[Dataset entries]
::::

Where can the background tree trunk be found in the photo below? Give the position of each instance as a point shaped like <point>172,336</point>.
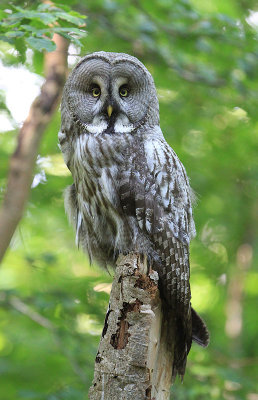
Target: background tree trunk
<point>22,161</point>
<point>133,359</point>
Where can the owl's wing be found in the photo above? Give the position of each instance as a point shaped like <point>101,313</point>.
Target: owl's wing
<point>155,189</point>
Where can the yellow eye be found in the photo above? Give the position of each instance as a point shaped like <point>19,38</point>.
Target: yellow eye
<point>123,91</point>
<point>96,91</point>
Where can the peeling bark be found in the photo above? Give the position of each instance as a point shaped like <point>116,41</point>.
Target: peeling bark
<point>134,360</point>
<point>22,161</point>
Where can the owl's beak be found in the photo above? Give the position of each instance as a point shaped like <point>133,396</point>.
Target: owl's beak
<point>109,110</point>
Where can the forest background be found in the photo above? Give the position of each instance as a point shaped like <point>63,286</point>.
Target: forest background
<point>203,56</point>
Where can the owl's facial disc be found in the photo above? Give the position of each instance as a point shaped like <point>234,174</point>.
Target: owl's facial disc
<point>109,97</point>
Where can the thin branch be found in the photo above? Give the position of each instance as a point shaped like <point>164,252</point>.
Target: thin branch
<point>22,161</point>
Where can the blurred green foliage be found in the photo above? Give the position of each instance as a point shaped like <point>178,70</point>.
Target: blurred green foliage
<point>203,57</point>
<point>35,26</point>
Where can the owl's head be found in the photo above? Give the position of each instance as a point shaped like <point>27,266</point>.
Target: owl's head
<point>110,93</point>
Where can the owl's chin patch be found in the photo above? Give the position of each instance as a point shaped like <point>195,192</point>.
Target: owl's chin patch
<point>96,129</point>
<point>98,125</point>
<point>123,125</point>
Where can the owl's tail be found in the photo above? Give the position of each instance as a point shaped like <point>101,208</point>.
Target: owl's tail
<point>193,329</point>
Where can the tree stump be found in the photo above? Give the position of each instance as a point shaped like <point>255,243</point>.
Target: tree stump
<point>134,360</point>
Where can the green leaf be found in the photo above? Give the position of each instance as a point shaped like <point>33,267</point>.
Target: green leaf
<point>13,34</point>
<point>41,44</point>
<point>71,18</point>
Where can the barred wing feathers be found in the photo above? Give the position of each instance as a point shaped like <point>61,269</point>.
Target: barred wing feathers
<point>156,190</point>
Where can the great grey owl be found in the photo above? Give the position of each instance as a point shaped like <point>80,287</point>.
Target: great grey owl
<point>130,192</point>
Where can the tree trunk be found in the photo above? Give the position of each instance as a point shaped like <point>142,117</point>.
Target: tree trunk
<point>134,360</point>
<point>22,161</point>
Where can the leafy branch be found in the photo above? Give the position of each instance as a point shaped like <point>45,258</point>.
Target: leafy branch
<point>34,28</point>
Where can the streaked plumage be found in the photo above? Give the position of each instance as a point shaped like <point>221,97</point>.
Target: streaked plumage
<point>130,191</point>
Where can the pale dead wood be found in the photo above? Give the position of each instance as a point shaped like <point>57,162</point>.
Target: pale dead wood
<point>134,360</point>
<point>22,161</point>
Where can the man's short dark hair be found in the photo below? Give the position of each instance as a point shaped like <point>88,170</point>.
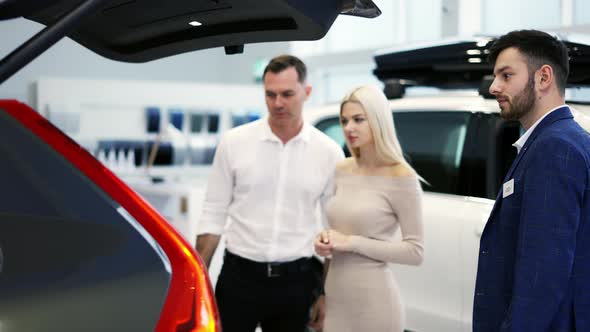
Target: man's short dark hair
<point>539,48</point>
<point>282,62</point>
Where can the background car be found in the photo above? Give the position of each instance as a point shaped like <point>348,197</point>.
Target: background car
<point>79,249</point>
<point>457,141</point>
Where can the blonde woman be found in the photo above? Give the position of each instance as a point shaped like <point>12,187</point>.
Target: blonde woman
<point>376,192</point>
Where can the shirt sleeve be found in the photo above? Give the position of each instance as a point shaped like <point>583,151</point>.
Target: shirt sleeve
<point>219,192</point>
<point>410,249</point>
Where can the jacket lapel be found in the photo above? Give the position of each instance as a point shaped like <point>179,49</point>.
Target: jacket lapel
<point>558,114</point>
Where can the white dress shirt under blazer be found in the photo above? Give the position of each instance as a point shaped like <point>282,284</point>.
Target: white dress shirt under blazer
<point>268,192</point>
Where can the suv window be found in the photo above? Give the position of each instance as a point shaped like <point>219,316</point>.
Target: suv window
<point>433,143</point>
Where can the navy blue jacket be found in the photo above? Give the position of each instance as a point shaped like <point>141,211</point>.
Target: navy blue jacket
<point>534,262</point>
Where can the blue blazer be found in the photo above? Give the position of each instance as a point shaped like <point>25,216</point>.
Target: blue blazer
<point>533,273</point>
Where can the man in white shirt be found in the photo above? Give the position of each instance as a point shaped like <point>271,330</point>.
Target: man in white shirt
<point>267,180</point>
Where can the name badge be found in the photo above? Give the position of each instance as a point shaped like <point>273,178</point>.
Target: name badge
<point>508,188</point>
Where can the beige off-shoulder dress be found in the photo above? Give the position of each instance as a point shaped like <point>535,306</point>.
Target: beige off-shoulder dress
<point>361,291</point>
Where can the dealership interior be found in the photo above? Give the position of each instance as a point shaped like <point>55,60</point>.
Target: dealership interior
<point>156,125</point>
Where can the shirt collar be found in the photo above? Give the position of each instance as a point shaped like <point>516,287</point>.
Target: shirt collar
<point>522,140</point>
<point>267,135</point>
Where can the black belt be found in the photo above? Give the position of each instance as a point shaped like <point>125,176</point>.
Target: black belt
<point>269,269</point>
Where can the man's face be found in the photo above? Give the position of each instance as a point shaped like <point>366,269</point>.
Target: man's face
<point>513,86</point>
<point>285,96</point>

::::

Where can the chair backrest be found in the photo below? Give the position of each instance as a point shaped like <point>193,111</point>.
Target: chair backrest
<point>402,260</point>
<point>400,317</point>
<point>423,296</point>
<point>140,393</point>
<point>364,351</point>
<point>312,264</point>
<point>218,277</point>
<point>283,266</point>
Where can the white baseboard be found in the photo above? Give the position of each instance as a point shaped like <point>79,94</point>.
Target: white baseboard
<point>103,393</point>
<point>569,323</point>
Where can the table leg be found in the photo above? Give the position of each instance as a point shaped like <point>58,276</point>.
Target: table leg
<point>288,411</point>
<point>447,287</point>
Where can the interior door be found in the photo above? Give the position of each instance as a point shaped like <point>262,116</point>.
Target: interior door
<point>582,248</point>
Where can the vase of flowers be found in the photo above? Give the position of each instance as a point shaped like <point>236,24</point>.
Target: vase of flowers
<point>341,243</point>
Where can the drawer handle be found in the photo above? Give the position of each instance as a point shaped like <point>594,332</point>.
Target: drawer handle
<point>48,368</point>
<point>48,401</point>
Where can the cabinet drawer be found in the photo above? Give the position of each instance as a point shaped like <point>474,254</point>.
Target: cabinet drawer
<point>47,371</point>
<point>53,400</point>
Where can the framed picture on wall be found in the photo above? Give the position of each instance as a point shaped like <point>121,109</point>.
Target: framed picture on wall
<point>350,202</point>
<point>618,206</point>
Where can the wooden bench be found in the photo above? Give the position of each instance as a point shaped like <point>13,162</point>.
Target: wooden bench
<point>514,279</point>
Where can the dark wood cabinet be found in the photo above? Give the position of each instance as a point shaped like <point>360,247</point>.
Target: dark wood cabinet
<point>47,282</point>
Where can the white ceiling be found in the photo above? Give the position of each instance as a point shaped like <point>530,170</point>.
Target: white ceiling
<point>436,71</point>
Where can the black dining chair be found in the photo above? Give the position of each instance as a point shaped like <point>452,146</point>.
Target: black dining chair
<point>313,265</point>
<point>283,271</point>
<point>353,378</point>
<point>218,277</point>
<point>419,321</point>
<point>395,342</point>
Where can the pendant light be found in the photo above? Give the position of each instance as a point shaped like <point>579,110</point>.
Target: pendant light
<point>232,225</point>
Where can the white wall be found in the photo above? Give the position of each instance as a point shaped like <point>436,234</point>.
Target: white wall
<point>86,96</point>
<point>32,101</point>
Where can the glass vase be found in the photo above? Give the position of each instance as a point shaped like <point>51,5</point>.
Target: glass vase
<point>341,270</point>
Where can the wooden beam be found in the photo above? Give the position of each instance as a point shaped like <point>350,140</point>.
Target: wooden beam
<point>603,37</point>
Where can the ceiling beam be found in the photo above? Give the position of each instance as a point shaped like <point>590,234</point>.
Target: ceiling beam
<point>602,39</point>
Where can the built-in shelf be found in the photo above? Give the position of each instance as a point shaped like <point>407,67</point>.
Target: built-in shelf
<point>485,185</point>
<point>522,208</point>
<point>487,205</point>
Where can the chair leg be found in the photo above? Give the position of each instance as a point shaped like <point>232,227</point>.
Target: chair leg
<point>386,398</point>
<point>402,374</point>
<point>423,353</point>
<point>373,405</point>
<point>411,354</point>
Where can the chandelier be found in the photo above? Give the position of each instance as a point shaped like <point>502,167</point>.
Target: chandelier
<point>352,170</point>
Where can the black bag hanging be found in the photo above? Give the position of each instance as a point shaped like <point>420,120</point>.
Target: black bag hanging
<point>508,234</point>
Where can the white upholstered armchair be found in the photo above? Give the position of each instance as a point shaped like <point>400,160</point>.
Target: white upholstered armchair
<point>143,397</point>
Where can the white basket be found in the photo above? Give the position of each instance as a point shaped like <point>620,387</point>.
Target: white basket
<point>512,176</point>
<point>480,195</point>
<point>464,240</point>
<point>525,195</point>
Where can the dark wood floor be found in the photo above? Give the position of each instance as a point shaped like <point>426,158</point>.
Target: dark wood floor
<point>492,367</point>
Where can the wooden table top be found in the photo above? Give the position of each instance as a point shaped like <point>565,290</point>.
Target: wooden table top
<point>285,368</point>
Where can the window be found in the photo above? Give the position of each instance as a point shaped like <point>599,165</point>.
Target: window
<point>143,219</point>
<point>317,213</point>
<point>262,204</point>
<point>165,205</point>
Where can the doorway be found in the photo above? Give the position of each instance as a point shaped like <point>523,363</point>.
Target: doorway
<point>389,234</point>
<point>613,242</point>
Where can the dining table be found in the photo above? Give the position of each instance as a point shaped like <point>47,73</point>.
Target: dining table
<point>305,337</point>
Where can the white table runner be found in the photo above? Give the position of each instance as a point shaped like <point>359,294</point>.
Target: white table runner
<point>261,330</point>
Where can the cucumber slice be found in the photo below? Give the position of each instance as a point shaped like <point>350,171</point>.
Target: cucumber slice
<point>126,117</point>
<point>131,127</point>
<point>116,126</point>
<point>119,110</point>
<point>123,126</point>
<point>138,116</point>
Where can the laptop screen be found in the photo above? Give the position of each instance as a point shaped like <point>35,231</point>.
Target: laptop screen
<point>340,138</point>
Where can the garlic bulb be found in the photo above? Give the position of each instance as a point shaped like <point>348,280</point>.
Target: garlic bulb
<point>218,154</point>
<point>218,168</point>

::::

» Task details: Begin at the line that has "Where can the peeling" in the entries above; stop after the line that has "Where can the owl's beak". Transcribe exactly those lines and no others.

» Exercise response:
Where can the peeling bark be found in the photo above? Give the position of each instance as a point shaped like <point>116,41</point>.
Target: peeling bark
<point>134,360</point>
<point>22,161</point>
Where can the owl's beak be found in the photo above? Give the position of each instance as a point shaped like <point>133,396</point>.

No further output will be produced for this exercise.